MATERIAL FOR THIS EXERCISE -
########
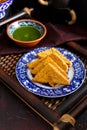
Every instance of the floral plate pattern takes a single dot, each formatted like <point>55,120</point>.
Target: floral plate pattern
<point>76,75</point>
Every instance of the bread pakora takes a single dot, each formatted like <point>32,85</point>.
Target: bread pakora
<point>51,75</point>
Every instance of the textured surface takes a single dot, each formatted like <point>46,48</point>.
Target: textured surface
<point>20,114</point>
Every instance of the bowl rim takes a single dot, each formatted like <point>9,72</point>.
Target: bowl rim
<point>33,20</point>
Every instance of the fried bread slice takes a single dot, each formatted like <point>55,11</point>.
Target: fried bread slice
<point>52,51</point>
<point>59,61</point>
<point>45,61</point>
<point>34,63</point>
<point>50,74</point>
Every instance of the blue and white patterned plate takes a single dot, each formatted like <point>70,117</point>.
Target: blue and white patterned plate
<point>76,75</point>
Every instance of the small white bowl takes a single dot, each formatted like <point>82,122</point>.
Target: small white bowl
<point>29,23</point>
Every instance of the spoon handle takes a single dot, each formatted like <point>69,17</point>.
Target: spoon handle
<point>18,15</point>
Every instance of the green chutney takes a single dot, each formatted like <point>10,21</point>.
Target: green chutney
<point>26,33</point>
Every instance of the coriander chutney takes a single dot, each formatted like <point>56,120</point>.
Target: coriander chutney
<point>26,33</point>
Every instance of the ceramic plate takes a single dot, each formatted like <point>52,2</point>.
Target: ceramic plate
<point>76,75</point>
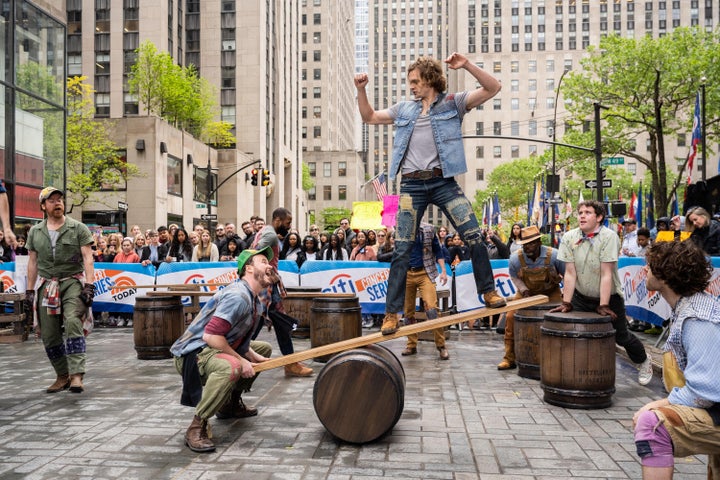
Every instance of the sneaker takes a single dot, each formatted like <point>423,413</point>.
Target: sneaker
<point>645,371</point>
<point>390,324</point>
<point>493,300</point>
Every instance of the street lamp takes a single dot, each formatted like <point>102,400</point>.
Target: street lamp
<point>702,101</point>
<point>554,181</point>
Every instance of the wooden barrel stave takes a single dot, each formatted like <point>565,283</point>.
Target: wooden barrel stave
<point>334,319</point>
<point>157,323</point>
<point>359,395</point>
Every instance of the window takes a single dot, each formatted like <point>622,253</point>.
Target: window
<point>174,175</point>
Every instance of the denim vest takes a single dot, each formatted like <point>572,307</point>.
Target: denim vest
<point>445,121</point>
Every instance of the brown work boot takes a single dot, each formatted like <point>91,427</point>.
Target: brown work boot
<point>196,436</point>
<point>390,324</point>
<point>508,362</point>
<point>493,300</point>
<point>76,383</point>
<point>235,408</point>
<point>61,383</point>
<point>297,369</point>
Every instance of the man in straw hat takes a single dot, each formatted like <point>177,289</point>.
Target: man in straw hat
<point>534,270</point>
<point>215,355</point>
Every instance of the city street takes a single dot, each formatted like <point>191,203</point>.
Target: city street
<point>463,419</point>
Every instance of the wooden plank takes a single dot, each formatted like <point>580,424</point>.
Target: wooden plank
<point>402,332</point>
<point>11,317</point>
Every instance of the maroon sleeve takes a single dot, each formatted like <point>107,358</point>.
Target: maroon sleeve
<point>217,326</point>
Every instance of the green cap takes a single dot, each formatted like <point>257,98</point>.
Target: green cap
<point>247,254</point>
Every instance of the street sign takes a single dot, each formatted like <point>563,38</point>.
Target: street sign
<point>593,183</point>
<point>612,161</point>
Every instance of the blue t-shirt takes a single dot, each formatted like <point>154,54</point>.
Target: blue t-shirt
<point>237,305</point>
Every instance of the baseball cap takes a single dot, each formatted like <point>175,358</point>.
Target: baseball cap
<point>248,253</point>
<point>47,191</point>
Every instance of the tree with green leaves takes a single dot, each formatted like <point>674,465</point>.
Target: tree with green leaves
<point>646,86</point>
<point>174,93</point>
<point>93,159</point>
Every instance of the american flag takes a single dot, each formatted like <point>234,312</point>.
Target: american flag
<point>380,186</point>
<point>697,135</point>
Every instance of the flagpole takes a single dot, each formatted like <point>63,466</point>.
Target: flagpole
<point>702,127</point>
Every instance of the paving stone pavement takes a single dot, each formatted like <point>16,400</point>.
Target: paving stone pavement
<point>463,419</point>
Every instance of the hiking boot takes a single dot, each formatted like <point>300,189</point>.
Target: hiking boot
<point>493,300</point>
<point>297,369</point>
<point>196,436</point>
<point>76,383</point>
<point>235,408</point>
<point>390,324</point>
<point>645,371</point>
<point>61,383</point>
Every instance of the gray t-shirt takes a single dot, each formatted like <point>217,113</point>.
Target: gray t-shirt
<point>422,152</point>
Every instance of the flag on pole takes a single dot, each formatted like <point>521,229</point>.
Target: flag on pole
<point>380,185</point>
<point>536,204</point>
<point>497,219</point>
<point>696,136</point>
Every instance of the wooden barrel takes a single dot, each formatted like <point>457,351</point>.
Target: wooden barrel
<point>527,342</point>
<point>157,323</point>
<point>527,339</point>
<point>334,319</point>
<point>360,394</point>
<point>577,363</point>
<point>297,304</point>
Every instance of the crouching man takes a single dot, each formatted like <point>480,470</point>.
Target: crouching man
<point>687,421</point>
<point>215,355</point>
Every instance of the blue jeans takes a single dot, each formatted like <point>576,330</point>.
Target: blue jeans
<point>446,194</point>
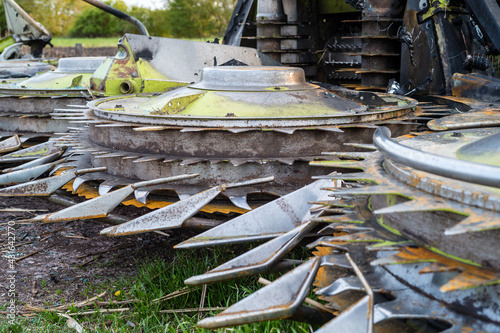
########
GIVEN TASK -
Put each line of the entries above into a JSON list of strings, one string per line, with blank lines left out. Leave the pictures out of the list.

EXERCISE OUTPUT -
[
  "Every instance of the floral plate pattern takes a single dot, each formatted like <point>55,120</point>.",
  "Target: floral plate pattern",
  "<point>76,75</point>",
  "Every instance of the bread pakora takes a single dot, each formatted like <point>32,85</point>.",
  "Target: bread pakora",
  "<point>51,75</point>",
  "Every instance of the textured surface takes a single dot, each formatted like <point>46,48</point>.",
  "Target: textured surface",
  "<point>20,114</point>",
  "Every instance of the bowl rim takes a single dot, each formatted like <point>9,72</point>.",
  "Target: bowl rim",
  "<point>33,20</point>",
  "Every instance of the fried bread slice takes a single dot, each formatted like <point>55,11</point>.",
  "Target: fried bread slice",
  "<point>52,51</point>",
  "<point>59,61</point>",
  "<point>45,61</point>",
  "<point>34,63</point>",
  "<point>50,74</point>",
  "Every instance of the blue and white patterned plate takes a single dot, each formatted like <point>70,117</point>.",
  "Target: blue and white patterned plate",
  "<point>76,75</point>",
  "Every instance of the small white bowl takes a single dot, each formatted like <point>82,122</point>.",
  "Target: small white bowl",
  "<point>29,23</point>",
  "Every instance of the spoon handle takes a single dot, each formatted like <point>69,17</point>.",
  "Target: spoon handle",
  "<point>18,15</point>",
  "Every instance of the green chutney takes a single dot, each formatted like <point>10,21</point>.",
  "Target: green chutney",
  "<point>26,33</point>",
  "Every instance of the coriander chutney takes a single dot, each formatted like <point>56,120</point>.",
  "Target: coriander chutney",
  "<point>26,33</point>",
  "Every instance of the ceramic plate takes a single dot, each formatted like <point>52,2</point>.",
  "Target: ceramic plate",
  "<point>76,75</point>",
  "Every instance of the sneaker takes a single dot, each formatted like <point>423,413</point>.",
  "Target: sneaker",
  "<point>645,371</point>",
  "<point>390,324</point>",
  "<point>493,300</point>",
  "Every instance of the street lamp takes a single dot, each formatted like <point>102,400</point>.",
  "Target: street lamp",
  "<point>702,101</point>",
  "<point>554,181</point>",
  "Every instance of the wooden barrel stave takes a single dot, each formatted like <point>565,283</point>.",
  "Target: wooden barrel stave",
  "<point>334,319</point>",
  "<point>157,323</point>",
  "<point>359,395</point>",
  "Every instance of the window takes a single dot, each formatted like <point>622,253</point>.",
  "Target: window",
  "<point>174,175</point>",
  "Every instance of the denim vest takes a single dot, each formatted like <point>572,307</point>.",
  "Target: denim vest",
  "<point>445,121</point>",
  "Every instance of the brown work boot takes a single dot, each formatted like <point>91,427</point>.",
  "Target: brown work boot",
  "<point>196,436</point>",
  "<point>390,324</point>",
  "<point>508,362</point>",
  "<point>493,300</point>",
  "<point>76,383</point>",
  "<point>235,408</point>",
  "<point>61,383</point>",
  "<point>297,369</point>",
  "Every instance of the man in straw hat takes a single dot, each formatted like <point>177,289</point>.",
  "Target: man in straw hat",
  "<point>534,270</point>",
  "<point>215,355</point>",
  "Every instance of the city street takes a single dot, each formatted like <point>191,203</point>.",
  "Target: city street",
  "<point>463,419</point>",
  "Every instance of the wooden plank takes a single dot, each formatted like <point>580,424</point>.",
  "Target: wooden plank",
  "<point>402,332</point>",
  "<point>11,317</point>",
  "Every instance of the maroon sleeve takes a single dot, each formatted like <point>107,358</point>.",
  "Target: maroon sleeve",
  "<point>217,326</point>",
  "Every instance of the green cap takes a single dot, each formatted like <point>257,98</point>.",
  "Target: green cap",
  "<point>247,254</point>",
  "Every instance of the street sign takes a single dot, each formatted like <point>563,38</point>.",
  "Target: street sign",
  "<point>593,183</point>",
  "<point>612,161</point>",
  "Every instance of the blue t-shirt takes a single dot, each formatted like <point>154,54</point>.",
  "Target: blue t-shirt",
  "<point>237,305</point>",
  "Every instance of the baseball cap takes a single dot, each formatted like <point>175,358</point>.",
  "Target: baseball cap",
  "<point>248,253</point>",
  "<point>47,191</point>",
  "Every instance of the tree with green leaves takes a single dot, each formatted like <point>674,465</point>.",
  "Target: tree with green leaves",
  "<point>646,86</point>",
  "<point>174,93</point>",
  "<point>93,159</point>",
  "Every instance of the american flag takes a single dot, each formatted like <point>234,312</point>.",
  "Target: american flag",
  "<point>380,186</point>",
  "<point>697,135</point>",
  "Every instance of the flagpole takes a single dot, each formatted like <point>63,466</point>.",
  "Target: flagpole",
  "<point>702,127</point>",
  "Every instance of the paving stone pavement takes a single dot, each formatted like <point>16,400</point>.",
  "Target: paving stone pavement",
  "<point>463,419</point>",
  "Every instance of the hiking boot takes a single dot, each formatted like <point>300,189</point>.",
  "Target: hiking boot",
  "<point>493,300</point>",
  "<point>297,369</point>",
  "<point>196,436</point>",
  "<point>76,383</point>",
  "<point>235,408</point>",
  "<point>390,324</point>",
  "<point>645,371</point>",
  "<point>61,383</point>",
  "Every instance of the gray t-shirt takes a single dot, each formatted like <point>217,113</point>.",
  "Target: gray t-shirt",
  "<point>422,152</point>",
  "Every instance of the flag on pole takes a single dot, each formatted like <point>521,229</point>.",
  "Target: flag on pole",
  "<point>380,185</point>",
  "<point>536,204</point>",
  "<point>497,219</point>",
  "<point>696,136</point>",
  "Every instance of the wooden barrel takes a single dot, each formatted like <point>457,351</point>.",
  "Target: wooden barrel",
  "<point>527,342</point>",
  "<point>157,323</point>",
  "<point>527,339</point>",
  "<point>334,319</point>",
  "<point>360,394</point>",
  "<point>577,363</point>",
  "<point>297,304</point>",
  "Every instance of the crouching man takes a single dot, each formatted like <point>480,470</point>.",
  "Target: crouching man",
  "<point>687,421</point>",
  "<point>215,355</point>",
  "Every instance of the blue jeans takes a single dot, each formatted like <point>576,330</point>.",
  "Target: blue jeans",
  "<point>446,194</point>"
]